DATA:
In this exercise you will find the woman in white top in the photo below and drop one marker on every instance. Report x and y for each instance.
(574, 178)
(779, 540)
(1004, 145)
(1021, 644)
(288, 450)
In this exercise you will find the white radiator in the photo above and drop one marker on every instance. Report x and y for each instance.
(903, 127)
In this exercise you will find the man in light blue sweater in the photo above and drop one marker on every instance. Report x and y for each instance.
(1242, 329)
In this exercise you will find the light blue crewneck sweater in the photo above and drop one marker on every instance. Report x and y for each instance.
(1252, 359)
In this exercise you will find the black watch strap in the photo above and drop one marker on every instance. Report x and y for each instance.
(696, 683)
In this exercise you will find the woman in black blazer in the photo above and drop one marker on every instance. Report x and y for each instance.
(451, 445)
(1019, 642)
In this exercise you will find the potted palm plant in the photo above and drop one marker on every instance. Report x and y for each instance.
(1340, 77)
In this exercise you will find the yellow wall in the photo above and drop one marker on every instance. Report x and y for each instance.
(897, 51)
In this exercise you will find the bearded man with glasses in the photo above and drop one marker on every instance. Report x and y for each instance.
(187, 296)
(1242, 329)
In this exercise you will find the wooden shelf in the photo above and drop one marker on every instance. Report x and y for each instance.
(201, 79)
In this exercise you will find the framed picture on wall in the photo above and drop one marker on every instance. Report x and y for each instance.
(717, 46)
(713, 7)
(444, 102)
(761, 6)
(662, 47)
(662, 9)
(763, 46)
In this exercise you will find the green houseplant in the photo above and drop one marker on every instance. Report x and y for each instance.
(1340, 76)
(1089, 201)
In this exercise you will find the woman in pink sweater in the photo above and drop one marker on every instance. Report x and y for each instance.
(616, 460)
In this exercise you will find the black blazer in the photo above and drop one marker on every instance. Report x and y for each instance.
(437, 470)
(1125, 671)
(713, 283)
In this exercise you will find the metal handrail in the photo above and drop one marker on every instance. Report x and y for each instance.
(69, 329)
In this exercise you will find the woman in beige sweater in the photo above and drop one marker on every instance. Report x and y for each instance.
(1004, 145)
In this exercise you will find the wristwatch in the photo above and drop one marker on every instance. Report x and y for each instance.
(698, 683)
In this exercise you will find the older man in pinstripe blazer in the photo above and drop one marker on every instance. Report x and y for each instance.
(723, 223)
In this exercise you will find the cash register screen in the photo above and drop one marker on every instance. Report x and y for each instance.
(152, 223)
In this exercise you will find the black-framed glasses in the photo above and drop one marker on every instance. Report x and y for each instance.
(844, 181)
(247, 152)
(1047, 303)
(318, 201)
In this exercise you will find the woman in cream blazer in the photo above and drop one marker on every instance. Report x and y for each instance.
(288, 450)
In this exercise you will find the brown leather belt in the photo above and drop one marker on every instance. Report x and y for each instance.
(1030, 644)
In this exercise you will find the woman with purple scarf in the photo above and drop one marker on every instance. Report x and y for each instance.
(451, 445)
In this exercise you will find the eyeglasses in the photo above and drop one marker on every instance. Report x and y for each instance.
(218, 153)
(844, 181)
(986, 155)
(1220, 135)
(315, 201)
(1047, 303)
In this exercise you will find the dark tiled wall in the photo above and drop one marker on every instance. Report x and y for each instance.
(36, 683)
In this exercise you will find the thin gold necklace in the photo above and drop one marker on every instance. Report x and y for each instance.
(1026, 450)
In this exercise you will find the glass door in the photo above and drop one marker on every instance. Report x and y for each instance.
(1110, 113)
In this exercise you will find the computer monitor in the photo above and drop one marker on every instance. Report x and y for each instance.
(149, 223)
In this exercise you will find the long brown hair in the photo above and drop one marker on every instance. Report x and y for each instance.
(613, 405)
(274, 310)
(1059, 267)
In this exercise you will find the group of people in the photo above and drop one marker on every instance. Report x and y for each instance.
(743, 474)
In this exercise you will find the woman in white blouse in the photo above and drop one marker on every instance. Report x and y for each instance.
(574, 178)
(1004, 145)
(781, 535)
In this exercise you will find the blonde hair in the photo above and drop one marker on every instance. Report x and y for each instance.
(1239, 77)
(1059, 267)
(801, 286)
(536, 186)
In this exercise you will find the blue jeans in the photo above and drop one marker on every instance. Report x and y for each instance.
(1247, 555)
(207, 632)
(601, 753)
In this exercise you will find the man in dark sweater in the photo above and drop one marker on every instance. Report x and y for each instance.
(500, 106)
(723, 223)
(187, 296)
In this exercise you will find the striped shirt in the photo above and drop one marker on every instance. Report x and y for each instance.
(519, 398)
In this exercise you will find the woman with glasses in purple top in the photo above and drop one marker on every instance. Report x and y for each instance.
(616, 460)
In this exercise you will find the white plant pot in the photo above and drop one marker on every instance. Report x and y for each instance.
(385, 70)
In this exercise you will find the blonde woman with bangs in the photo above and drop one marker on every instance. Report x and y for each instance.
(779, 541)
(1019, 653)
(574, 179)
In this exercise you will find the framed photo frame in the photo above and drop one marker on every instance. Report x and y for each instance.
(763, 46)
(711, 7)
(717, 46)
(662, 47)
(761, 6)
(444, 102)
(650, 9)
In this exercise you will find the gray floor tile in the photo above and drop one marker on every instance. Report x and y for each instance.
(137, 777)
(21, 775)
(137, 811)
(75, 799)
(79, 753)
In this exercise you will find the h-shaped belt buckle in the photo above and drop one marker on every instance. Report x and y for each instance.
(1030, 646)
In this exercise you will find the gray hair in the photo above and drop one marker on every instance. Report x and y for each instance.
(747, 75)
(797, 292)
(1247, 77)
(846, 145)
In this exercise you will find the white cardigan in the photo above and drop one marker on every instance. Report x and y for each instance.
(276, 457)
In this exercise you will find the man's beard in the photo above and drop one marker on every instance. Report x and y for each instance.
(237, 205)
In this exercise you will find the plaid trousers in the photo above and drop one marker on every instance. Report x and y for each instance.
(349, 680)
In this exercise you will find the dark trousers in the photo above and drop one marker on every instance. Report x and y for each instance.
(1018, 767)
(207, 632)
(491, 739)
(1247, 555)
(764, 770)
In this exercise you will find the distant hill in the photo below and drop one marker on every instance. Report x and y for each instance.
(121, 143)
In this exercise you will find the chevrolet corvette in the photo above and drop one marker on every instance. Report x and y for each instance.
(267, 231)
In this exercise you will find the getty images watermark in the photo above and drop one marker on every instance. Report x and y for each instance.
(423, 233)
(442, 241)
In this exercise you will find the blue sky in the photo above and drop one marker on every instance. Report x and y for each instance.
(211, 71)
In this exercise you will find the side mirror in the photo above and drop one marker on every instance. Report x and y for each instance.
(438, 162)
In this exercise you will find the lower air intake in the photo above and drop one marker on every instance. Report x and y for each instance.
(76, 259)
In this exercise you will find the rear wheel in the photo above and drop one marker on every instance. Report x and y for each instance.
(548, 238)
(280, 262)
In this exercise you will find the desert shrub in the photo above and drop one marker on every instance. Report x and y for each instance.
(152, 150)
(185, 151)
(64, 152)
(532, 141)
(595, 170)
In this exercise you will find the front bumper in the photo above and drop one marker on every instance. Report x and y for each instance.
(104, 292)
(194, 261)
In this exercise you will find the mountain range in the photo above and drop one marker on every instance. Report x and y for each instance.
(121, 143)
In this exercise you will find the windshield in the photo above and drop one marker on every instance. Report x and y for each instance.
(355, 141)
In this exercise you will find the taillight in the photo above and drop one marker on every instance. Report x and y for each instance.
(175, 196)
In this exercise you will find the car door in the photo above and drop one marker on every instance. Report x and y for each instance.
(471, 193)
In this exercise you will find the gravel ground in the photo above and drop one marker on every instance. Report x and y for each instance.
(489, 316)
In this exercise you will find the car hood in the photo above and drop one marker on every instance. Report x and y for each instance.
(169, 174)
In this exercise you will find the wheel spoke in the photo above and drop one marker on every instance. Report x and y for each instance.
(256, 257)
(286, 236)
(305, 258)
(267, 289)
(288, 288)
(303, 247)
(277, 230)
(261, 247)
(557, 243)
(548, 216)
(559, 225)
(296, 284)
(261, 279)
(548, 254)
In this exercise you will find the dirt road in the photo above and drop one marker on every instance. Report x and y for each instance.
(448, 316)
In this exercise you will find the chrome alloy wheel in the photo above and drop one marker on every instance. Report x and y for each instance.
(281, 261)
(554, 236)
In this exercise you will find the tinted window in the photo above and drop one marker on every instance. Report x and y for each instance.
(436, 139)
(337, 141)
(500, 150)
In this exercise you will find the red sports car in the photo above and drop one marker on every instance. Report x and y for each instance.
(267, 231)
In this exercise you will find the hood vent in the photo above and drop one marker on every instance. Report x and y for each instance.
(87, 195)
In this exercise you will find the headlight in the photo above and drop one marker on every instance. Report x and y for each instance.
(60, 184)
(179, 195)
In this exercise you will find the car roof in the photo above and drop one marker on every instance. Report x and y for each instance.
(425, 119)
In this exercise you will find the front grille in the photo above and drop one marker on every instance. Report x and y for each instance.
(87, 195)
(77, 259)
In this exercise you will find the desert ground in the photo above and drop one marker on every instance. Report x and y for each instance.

PROBLEM DESCRIPTION: Each line, from the one that holds "In this exercise you will find the headlight" through the last line of the entries, must be repeated exactly. Leave out everything else.

EXERCISE OUTPUT:
In this exercise you will find the headlight in the photo above and drop one marker on every instance. Report x and y for each instance.
(60, 184)
(179, 195)
In this exercise you will find the car roof in the photo above and drop one marker on every instance. Report x and y for each instance.
(425, 119)
In this exercise you will find the front grille in the photo above and drop one marker on every instance. Report x and y for each instance.
(87, 195)
(77, 259)
In this exercise you will find the desert ground in the photo above and drop one marker on every instance. Report x and y for each instance.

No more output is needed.